**To be done**:
Please show each line of the records below that contains the string "segmentation".

[Records from a data source]
* Begin *

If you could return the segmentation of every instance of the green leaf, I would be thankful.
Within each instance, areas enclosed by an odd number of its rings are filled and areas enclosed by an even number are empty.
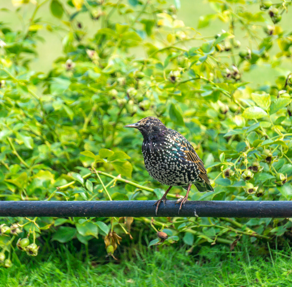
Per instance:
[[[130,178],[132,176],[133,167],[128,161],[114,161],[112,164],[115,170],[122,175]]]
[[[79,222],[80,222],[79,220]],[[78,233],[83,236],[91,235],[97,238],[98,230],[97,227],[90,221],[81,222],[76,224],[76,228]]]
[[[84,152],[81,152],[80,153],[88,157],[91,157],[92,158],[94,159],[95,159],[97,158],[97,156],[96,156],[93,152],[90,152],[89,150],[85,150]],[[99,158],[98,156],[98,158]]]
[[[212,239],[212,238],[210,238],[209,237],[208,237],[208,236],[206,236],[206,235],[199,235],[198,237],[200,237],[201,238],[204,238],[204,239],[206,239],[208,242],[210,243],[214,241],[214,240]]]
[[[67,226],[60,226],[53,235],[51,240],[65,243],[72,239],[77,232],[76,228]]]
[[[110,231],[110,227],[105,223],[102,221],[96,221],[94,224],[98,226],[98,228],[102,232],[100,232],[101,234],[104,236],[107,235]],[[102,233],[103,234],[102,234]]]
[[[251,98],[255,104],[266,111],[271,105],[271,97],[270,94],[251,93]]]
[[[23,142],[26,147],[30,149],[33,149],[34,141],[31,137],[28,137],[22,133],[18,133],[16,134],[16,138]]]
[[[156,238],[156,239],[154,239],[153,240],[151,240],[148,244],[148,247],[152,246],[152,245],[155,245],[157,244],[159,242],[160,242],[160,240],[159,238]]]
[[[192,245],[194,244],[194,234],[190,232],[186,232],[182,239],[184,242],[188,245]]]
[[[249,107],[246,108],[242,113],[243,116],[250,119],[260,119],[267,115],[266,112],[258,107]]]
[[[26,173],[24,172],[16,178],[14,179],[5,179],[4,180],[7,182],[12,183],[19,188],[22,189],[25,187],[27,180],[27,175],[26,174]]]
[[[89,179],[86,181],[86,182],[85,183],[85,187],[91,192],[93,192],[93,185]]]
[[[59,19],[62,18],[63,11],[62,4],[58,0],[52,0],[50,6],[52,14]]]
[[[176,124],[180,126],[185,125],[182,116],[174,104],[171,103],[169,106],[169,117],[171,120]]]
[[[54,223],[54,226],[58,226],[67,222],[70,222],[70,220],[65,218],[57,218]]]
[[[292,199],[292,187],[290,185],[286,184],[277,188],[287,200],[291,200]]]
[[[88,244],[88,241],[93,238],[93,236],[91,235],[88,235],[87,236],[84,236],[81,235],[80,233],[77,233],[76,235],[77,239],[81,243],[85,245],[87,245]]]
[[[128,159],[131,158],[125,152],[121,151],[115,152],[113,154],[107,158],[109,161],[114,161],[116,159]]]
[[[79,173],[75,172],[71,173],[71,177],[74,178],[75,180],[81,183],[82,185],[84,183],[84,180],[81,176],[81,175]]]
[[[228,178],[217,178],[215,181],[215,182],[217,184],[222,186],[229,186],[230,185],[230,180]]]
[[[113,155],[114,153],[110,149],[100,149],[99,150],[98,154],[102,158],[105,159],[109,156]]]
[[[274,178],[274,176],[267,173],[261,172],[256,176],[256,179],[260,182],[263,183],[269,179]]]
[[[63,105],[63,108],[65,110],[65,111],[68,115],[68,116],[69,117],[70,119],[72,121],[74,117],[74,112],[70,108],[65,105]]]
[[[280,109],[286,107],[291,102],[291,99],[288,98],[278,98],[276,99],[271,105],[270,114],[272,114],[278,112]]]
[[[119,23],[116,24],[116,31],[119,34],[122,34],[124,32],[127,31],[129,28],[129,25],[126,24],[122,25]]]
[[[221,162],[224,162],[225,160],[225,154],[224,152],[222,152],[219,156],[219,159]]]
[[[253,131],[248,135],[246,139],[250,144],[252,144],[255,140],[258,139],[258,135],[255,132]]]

* End *
* Begin *

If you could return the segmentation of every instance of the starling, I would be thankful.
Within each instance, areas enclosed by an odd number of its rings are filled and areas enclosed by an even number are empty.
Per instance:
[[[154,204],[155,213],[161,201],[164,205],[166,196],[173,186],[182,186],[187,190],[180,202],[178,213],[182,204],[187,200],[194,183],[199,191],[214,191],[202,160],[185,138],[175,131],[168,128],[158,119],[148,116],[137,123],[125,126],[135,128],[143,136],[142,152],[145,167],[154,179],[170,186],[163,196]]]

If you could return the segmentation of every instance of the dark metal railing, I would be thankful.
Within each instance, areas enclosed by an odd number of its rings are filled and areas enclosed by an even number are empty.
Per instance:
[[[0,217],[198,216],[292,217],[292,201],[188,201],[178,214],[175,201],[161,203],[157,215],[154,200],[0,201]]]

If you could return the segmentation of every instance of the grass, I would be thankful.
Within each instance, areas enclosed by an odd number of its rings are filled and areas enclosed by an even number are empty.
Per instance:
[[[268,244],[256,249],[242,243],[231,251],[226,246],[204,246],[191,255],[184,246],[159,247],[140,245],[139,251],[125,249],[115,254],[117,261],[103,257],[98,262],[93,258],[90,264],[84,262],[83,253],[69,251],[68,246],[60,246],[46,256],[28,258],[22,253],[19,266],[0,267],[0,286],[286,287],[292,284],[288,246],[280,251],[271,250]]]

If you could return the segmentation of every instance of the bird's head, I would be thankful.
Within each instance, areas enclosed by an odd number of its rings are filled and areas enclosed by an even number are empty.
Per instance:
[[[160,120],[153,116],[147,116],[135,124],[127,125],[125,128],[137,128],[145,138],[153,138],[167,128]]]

* End *
* Begin *

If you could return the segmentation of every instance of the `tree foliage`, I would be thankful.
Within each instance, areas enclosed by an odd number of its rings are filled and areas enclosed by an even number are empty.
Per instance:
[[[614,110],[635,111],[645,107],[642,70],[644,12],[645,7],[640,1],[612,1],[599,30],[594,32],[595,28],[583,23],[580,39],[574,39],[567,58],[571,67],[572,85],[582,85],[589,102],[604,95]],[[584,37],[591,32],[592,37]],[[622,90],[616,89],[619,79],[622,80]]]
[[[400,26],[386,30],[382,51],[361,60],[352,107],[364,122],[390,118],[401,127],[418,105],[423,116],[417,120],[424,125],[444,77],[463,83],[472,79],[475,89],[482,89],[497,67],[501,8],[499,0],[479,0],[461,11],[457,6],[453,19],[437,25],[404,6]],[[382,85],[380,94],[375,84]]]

* End *

**Solution for this exercise**:
If you could return the segmentation of every instance of the green leaf, I would be thankful.
If you could return the segmentation of every instance of the starling, I would be thankful.
If you could return the segmentation of every instance of the dark metal railing, I would be thankful.
If you could return the segmentation of every instance of the grass, I would be thankful.
If you could return the segmentation of every instance of the bird's head, I would be thankful.
If you could return the segmentation of every instance of the `tree foliage`, I would be thankful.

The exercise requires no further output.